* [Exercise passage]:

________

He is always right, in denial, blames everyone else, controlling and a retired high powered engineer (66). He has inherited cardiovascular disease controlled for 20 years, now type 2 diabetes after 15 years of high triglycerides, will not exercise, will not tell his doctors he has cognitive decline because he is perfect! Four years ago he started raging at his wife (me), denied it as he did not remember doing it, now has short term memory problems. He created the story I am bipolar and sold it to everyone to divert attention away from his problems. His doctors feel sorry for him having a wife so mentally ill. Bottom line, they don't live with him and see his decline, when I tried to discuss his problems with doctors, he would pull the bipolar sob story and become the innocent victim. I have been isolated and cannot get ANY help. Do I just wait it out?
I'm very sorry to hear what you are going through. I know its not easy. We can all get so stubborn and stay in denial as well.
Clearly, there is an issue and it has be addressed. There are resources in the community and through the church. Do not be afraid to reach out and access those resources. Talk to the family doctor. Talk to a social worker. Check the Seniors Department of your town.
I would not wait it out because things will only escalate. My dad was similar and I thought he was just being a grumpy old man. But at 80 things were coming to head, he had high blood pressure, cholesterol issues, type 2 diabetes, and it was all from smoking. Its not easy trying to manage a person who is stuck in their ways. I for one just wished I had tried to find more resources for him and myself.
See a therapist about your options, and for some letters concerning a diagnosis, if you have one. The therapist can validate your concerns. If you are stressed, and have a diagnosis, staying may be detrimental to your health and safety, if not now, very soon. Have a bag packed at all times, in your car with a full tank of gas. If you are mentally healthy, do the same, protect your sanity. This advice is coming from someone fully documented for years!
Consider having a safe place to retreat to if there is an increase in his bizarre behaviors. Learn how to limit the control he has over you. Ignore as much as possible what he does himself, in so far as it does not affect you adversely. Research narcissistic behaviors online. Get some emotional space between the two of you. Try not to view him as the enemy because of his illness, but you must protect yourself.
There is so much you can do, take breaks for yourself for right now, see a therapist.
Try not to look at this as all or nothing, give yourself some time, but be wise.
What has worked before?
Leave the house 3 times a week, minimum.
Go to a support group, on any topic that you are interested in or that concerns you.
That will be a start.
Be encouraged, people here will come alongside and try to help you.
Dear friends, I myself, am typing this from the library with my new library card. Lol for me!
BTW, I never had to use the letters after the divorce.
Group hugs all around!
.
And when she says frog, somebody better jump.
I agree...You should definitely get a doctor's note—or even one from your doctor and a psychotherapist—that confirms you are mentally-sound, and give the notes to his doctors. Hopefully it will open their eyes a bit. It may even ben worth seeing an attorney about this.

________

* [Work task 1]:
Do these statements agree with the forum thread? For each, answer yes or no and quote the words that decide it.
(a) The husband will not tell his doctors about his cognitive decline.
(b) One reply recommends leaving the house at least three times a week.
(c) One reply says the dad's health problems were all from drinking.
* [Work task 2]:
Answer these questions from the forum thread.
(a) For how many years has the husband's inherited cardiovascular disease been controlled?
(b) From where is one responder typing the message?
(c) Which department of the town does one reply suggest checking?
* [Work task 3]:
Translate this sentence from the forum thread into Spanish: "Try not to look at this as all or nothing, give yourself some time, but be wise."

* [Data excerpt]:
________

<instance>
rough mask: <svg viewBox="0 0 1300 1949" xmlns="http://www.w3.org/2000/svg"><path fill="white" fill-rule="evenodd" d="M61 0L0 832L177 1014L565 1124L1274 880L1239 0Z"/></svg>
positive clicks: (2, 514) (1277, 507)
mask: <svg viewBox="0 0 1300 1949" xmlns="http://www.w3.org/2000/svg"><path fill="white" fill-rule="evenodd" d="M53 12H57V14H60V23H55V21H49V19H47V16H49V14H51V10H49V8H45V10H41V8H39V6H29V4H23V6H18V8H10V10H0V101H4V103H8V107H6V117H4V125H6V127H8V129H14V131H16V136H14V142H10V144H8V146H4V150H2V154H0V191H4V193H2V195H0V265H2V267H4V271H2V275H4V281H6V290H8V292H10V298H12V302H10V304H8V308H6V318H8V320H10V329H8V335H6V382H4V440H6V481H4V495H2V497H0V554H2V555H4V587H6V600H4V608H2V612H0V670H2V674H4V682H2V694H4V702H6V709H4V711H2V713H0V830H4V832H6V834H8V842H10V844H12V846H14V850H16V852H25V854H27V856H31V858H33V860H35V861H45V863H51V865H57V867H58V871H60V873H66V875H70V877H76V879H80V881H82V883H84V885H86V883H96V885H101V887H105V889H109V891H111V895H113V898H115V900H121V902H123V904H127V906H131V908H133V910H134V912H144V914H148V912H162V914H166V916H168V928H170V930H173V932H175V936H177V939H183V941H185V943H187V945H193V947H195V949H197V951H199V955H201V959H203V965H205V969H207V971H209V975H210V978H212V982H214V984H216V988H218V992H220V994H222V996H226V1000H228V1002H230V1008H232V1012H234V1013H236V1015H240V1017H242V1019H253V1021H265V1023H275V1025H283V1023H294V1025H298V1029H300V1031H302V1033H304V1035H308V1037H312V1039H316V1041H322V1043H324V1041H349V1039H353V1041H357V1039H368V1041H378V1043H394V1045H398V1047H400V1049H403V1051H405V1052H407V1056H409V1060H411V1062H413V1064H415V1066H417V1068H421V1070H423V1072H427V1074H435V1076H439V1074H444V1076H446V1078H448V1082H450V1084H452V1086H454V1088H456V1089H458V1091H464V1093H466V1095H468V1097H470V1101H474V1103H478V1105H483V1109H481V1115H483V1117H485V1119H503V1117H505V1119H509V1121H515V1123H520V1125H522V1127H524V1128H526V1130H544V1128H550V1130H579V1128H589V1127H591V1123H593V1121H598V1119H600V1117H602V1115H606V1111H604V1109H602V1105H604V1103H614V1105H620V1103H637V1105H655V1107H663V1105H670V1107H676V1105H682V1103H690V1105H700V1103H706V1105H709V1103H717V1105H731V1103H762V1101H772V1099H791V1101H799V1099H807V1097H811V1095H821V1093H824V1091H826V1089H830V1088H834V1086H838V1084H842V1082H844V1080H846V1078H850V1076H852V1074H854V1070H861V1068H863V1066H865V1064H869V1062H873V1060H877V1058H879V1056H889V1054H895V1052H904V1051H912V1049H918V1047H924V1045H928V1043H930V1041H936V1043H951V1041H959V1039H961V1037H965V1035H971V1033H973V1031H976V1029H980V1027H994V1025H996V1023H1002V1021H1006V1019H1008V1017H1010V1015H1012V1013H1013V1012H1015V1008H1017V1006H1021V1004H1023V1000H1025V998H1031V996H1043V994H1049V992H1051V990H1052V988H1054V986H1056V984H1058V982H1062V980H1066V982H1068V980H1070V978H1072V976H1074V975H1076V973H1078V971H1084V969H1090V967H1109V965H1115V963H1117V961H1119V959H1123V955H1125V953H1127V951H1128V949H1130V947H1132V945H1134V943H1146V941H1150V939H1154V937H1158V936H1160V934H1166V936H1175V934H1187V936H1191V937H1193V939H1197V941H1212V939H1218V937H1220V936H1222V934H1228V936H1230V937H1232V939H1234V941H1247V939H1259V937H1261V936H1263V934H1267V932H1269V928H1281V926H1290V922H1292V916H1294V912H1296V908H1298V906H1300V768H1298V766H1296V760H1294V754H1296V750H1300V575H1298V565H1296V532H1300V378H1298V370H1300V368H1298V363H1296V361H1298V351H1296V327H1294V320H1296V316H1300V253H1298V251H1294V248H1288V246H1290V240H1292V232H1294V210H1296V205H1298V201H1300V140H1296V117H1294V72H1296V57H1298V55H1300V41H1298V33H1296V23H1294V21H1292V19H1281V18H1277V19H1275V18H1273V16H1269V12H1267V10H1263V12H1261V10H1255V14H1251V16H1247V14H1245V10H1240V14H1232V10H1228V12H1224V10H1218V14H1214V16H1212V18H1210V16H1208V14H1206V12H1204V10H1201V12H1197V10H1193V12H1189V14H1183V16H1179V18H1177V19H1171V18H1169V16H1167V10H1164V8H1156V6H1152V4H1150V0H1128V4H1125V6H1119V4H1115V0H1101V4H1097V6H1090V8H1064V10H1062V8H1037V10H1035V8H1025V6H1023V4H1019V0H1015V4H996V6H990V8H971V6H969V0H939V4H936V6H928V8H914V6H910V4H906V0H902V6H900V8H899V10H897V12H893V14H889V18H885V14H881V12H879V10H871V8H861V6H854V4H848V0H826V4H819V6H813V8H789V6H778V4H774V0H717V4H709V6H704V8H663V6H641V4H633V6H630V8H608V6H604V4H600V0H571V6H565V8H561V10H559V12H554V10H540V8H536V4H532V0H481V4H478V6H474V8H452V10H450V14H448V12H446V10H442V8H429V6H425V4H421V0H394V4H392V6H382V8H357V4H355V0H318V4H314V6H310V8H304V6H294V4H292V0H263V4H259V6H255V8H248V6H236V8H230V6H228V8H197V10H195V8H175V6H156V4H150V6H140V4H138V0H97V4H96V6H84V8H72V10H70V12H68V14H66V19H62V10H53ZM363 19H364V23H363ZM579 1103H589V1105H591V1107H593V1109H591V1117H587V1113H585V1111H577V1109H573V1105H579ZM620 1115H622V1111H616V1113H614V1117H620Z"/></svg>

________

* [Response area 1]:
(a) Yes: "will not tell his doctors he has cognitive decline because he is perfect!"
(b) Yes: "Leave the house 3 times a week, minimum."
(c) No: "it was all from smoking."

* [Response area 2]:
(a) For 20 years.
(b) From the library, using a new library card.
(c) The Seniors Department.

* [Response area 3]:
Intenta no ver esto como todo o nada, date algo de tiempo, pero sé prudente.